### DATA SHOWN:
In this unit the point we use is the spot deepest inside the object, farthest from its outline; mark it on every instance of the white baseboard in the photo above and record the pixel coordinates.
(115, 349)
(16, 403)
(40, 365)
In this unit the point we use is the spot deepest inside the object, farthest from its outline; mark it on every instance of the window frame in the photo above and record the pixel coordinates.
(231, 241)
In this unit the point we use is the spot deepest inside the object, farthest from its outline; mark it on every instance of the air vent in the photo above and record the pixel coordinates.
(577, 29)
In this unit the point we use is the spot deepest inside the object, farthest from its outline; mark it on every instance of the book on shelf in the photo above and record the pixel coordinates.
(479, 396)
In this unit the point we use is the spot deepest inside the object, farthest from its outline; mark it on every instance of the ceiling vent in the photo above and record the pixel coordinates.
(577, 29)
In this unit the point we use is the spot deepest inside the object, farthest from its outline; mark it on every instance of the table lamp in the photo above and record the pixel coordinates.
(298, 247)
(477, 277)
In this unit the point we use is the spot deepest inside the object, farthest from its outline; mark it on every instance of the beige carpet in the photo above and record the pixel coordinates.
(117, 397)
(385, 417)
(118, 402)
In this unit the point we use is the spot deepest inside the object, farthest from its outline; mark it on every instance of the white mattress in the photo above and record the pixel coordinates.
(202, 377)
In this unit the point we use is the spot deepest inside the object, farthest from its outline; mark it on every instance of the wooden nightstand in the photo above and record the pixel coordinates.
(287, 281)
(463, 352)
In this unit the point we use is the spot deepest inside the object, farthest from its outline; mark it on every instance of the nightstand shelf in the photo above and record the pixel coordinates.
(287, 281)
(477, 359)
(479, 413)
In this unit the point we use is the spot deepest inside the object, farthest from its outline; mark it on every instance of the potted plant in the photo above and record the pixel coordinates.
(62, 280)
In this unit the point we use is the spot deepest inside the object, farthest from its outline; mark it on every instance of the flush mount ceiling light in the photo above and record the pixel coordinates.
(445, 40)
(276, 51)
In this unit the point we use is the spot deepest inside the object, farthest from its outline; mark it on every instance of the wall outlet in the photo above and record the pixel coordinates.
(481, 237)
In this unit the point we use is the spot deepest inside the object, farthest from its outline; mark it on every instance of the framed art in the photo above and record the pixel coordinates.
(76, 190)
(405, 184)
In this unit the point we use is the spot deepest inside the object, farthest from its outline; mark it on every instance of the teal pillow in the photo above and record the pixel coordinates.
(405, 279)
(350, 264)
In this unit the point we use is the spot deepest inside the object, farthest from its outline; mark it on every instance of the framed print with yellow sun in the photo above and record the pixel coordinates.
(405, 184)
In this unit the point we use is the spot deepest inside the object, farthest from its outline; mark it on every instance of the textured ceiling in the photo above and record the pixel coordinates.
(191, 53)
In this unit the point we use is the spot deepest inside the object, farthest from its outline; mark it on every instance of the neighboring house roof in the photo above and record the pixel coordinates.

### REQUIREMENT:
Reproduce the material verbatim, line by line.

### TASK RESPONSE:
In this unit the point we use is the spot deepest inside the object, farthest from its outline; mark it on every instance of the white baseboard in the photo above and record the pixel coordinates.
(115, 349)
(16, 403)
(40, 365)
In this unit the point we use is the spot deepest inside the object, farthest from its outline; mark it on every instance of the window frame in the photo above and record the pixel coordinates.
(231, 241)
In this unit the point we use is the spot deepest inside the object, farthest from its outline; mark it on every instance of the air vent in the photo above and record the pixel coordinates.
(577, 29)
In this unit the point we use is the spot deepest inside the object, farthest from its outline; mark it on every instance of the book on shelf in the photo above and record the pixel coordinates.
(479, 396)
In this unit the point we use is the spot deepest inside the object, farthest from its outline; mark it on every instance of the ceiling vent in the photo above and record the pixel coordinates.
(577, 29)
In this unit the point we use is the spot deepest inside the object, farthest from its outline; mark it on every instance of the table lamp in the photo above and record the pixel coordinates.
(298, 247)
(477, 277)
In this unit the point we use is the spot deepest inside the object, farthest from its outline; mark it on every instance of the beige carpet in the photo above and record the pixel coordinates.
(117, 397)
(385, 417)
(118, 402)
In this unit the point we use is the spot deepest inside the object, farthest from its outline; mark it on every instance of the white mattress in the photo above and record the pixel coordinates.
(202, 377)
In this unit the point we use is the spot deepest inside the object, farthest from its outline; mark it on every instance of the wooden nightstand in the photo above and record the pixel coordinates.
(287, 281)
(463, 352)
In this unit the point we use is the spot deepest inside the object, farthest from its outline; mark it on every instance of the nightstand shelf in the photo above and record the pixel coordinates.
(287, 281)
(477, 359)
(479, 413)
In this unit the point we use is the spot deepest inside the object, farthest from its outline; mark it on every instance of the potted plant in the photo above and record the pixel coordinates.
(62, 280)
In this unit the point we use is the spot deepest inside the object, farthest from its outline; mark it on every instance of the flush mount ceiling light in the photo above and record the pixel coordinates.
(445, 40)
(276, 51)
In this unit the point we use is the spot deepest inside the object, farthest from its outline; mark it on every instance of the wall outlet in the photo above and record the pixel coordinates.
(481, 237)
In this unit the point we use is the spot deepest inside the object, farthest from its outline; mark it on every instance of the framed art in the photo above and record the pixel coordinates.
(76, 190)
(405, 184)
In this unit the point we use is the spot deepest inside the object, farthest from its outline; mark it on every instance of the teal pillow in the photo above and record the pixel coordinates.
(405, 279)
(350, 264)
In this unit the point we use is the spot deepest inside the object, farthest from its outline; mark it on every instance of the framed print with yellow sun in the photo above and record the pixel coordinates.
(405, 184)
In this unit the point we use is the spot deepest inside the object, farthest from its outline; mark it on every instance of the textured ceiling in the photo above and record the pixel coordinates.
(191, 53)
In this unit the point we use is the spot deepest inside the object, farthest from its outline; mark it on every instance of the neighboring house roof in the photo above and record the pixel coordinates.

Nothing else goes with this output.